Beck catalogue

The Fluxus art movement, which was active in the 1960s, was as much a state of mind as a particular style

The Fluxus art movement, which was active in the 1960s, was as much a state of mind as a particular style. Proponents, such as Yoko Ono, espoused an iconoclastic ideology and reacted against orthodox art forms. Specialising in "happenings", interactive performances (way before the advent of the PC), daring use of video and found objects, the movement paved the way for Conceptual Art, and was woefully misunderstood by the critics of the time.

One of its leading members was Al Hansen (party trick: pushing pianos off the top of tall buildings), who is also the grandfather of Beck: "I remember being about five and my grandfather arriving at the house one day out of nowhere," says Beck. "He had a bag of junk with him, magazines, cigarette butts and refuse which he would use in his art pieces. I had some old toys out back, including a broken plastic rocking horse. The next day I came home from school and he had taken the horse, cut off the head and glued cigarette butts all over it, and then sprayed the whole thing silver. I think things of that nature showed me the possibilities that lie within everyday disposable objects, that we can act as alchemists and turn shit into gold."

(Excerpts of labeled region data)
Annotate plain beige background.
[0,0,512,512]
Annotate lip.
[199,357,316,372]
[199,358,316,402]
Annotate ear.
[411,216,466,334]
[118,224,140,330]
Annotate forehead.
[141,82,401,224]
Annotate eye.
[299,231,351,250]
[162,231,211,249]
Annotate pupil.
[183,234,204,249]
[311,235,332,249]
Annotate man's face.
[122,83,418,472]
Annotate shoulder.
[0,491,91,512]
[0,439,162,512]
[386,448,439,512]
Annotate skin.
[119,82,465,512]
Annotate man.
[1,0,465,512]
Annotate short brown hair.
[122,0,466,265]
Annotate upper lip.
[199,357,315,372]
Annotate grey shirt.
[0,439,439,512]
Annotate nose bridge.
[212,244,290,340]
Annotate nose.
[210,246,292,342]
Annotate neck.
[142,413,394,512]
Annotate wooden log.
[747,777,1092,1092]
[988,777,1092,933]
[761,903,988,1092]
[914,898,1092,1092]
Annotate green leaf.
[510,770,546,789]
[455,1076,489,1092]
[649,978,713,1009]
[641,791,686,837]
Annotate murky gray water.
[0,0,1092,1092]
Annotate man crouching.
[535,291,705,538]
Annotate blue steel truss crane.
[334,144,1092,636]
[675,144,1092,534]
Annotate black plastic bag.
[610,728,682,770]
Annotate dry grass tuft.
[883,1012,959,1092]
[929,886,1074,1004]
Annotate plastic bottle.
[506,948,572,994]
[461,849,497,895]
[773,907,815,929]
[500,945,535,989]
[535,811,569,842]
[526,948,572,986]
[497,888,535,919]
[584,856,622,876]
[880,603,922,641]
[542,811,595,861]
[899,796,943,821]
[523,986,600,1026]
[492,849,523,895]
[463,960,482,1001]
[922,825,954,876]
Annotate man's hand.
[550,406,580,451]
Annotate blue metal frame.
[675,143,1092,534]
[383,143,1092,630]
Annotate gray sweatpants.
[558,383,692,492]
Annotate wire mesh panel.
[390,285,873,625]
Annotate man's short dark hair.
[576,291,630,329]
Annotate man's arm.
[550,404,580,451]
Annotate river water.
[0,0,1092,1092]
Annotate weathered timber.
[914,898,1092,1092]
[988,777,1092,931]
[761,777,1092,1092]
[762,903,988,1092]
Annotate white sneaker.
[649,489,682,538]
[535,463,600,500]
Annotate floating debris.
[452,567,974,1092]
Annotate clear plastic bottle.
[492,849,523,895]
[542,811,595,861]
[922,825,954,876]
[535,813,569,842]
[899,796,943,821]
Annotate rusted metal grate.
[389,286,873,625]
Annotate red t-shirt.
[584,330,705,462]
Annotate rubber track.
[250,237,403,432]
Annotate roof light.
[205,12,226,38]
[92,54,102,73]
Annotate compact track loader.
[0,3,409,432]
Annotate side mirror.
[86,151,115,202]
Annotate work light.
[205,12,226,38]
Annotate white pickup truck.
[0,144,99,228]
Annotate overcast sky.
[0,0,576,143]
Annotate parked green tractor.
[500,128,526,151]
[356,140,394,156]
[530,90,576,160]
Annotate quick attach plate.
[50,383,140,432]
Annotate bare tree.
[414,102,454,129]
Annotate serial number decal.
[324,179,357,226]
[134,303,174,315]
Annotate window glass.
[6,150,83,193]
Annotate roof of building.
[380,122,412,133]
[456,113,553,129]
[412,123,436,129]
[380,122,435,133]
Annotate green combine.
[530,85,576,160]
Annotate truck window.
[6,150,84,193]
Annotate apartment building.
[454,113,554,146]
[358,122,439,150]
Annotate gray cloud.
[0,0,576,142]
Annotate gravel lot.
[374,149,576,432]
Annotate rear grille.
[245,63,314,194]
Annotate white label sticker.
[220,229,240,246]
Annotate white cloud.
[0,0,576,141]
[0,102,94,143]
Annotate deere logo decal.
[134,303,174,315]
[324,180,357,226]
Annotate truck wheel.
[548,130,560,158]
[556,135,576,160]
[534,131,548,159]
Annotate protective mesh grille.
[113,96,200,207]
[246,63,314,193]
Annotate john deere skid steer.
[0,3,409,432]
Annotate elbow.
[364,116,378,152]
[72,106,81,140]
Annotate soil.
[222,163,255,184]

## [Written task]
Write a continuation of the passage about the Fluxus movement and Beck's grandfather, Al Hansen, picking up after its final sentence. These items come from a separate source unrelated to the text.

## [Task answer]
Cut and paste, reworking found objects, turning something old into something new - it's as much a description of Beck's head-turning take on modern music as it is of a now largely forgotten art movement. Taking already existing samples, beats and riffs, Beck arranges them in a harmonic order, adding an appealing backdrop of country, folk and Delta blues to complete the picture - or collage, if you really want to nail down the analogy. It's the right time and right place for the 29-year-old, scrawnylooking, almost horizontally laid-back musical prodigy.

If the late 1990s stand for anything, they stand for playfulness and pastiche, a reinvigoration of traditional forms done in a contemporary style. While most bands take one step back and then just stay there (Oasis et al) others, like Beck, Moby and The Flaming Lips, stay just long enough to gather up what they need before moving on.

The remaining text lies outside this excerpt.